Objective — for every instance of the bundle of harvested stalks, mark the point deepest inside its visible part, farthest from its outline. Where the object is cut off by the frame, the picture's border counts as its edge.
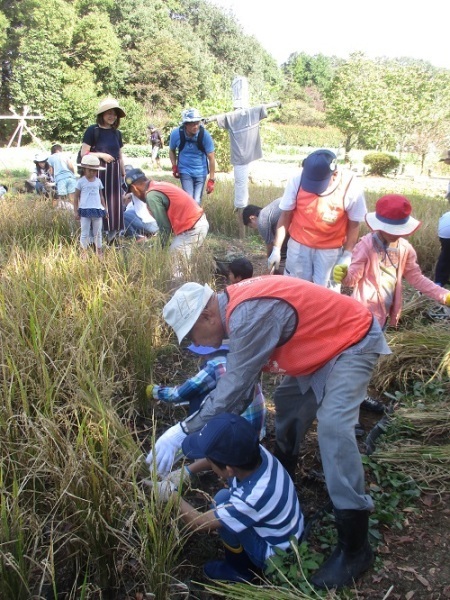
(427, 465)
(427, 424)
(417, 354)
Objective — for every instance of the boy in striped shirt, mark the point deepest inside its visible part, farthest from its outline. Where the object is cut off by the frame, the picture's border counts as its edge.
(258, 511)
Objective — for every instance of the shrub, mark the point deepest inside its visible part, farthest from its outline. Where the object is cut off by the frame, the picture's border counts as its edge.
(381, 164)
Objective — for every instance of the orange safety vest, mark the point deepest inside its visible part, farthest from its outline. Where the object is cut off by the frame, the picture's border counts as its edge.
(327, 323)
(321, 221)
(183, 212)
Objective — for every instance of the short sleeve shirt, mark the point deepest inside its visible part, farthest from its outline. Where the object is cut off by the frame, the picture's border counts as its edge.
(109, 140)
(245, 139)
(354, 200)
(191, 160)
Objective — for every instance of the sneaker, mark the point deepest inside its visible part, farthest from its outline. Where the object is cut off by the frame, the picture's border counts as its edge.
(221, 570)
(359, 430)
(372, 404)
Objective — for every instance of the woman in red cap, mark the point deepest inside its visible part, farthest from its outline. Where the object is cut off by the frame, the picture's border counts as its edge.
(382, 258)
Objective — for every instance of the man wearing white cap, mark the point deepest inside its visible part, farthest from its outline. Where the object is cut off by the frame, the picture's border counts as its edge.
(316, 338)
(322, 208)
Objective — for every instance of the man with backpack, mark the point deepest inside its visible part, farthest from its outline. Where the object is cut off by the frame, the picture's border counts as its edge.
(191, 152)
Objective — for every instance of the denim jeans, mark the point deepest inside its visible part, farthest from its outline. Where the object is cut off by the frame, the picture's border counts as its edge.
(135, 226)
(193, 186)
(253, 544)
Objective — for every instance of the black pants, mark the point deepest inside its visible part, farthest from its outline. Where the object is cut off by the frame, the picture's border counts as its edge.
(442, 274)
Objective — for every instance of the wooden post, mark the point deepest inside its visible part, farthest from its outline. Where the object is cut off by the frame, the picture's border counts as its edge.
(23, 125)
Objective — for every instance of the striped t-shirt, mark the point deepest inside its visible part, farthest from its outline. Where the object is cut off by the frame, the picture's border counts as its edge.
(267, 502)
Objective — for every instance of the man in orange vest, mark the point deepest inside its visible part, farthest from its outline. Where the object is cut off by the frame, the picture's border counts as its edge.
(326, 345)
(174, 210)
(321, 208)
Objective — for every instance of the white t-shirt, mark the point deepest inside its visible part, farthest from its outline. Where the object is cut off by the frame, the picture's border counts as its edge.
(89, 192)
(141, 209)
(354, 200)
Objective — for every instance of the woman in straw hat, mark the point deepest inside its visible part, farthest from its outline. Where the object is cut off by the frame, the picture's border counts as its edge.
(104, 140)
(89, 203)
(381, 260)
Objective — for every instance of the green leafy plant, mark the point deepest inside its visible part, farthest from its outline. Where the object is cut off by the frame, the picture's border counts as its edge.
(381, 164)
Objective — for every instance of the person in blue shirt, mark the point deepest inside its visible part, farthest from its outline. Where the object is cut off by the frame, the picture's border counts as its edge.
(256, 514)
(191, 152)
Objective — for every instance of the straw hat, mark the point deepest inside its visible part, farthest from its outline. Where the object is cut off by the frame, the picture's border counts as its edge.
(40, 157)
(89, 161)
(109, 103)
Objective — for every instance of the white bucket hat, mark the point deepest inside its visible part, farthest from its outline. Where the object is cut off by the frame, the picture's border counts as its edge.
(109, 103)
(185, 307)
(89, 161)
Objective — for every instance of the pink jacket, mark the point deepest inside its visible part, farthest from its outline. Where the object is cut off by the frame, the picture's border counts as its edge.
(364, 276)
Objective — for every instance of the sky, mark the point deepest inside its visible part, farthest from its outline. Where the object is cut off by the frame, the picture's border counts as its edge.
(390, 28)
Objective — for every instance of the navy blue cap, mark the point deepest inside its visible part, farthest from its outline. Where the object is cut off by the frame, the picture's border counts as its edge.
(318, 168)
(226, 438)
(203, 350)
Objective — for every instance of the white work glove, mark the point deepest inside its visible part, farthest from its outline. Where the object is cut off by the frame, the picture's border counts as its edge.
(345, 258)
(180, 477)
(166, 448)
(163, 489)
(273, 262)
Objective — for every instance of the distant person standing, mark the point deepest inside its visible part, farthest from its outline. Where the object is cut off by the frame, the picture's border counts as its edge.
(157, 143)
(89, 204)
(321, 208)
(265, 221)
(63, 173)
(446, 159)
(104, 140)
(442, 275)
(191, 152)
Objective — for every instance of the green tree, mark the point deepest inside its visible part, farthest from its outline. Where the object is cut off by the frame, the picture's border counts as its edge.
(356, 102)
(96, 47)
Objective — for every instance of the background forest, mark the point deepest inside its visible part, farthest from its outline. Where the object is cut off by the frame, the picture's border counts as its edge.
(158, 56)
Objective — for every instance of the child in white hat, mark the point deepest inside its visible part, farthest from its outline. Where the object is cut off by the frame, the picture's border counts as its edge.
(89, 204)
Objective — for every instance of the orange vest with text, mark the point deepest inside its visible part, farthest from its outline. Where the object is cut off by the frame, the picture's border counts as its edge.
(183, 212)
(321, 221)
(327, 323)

» GIVEN TASK: Can you output the stretch from the line containing "Objective — for every instance of the orange vest" through the end of the items as a two-column CSV with the headers item_text and answer? Give one row per item, and put each value in a single quoted field with its line breaks turned into spaces.

» OUTPUT:
item_text,answer
"Objective — for every instance of the orange vest with text, mark the point deepest inside its visible part, farthest from its outline. Where the object is cut off by the frame, the picture's border counts as its edge.","(183, 212) (321, 221) (327, 323)"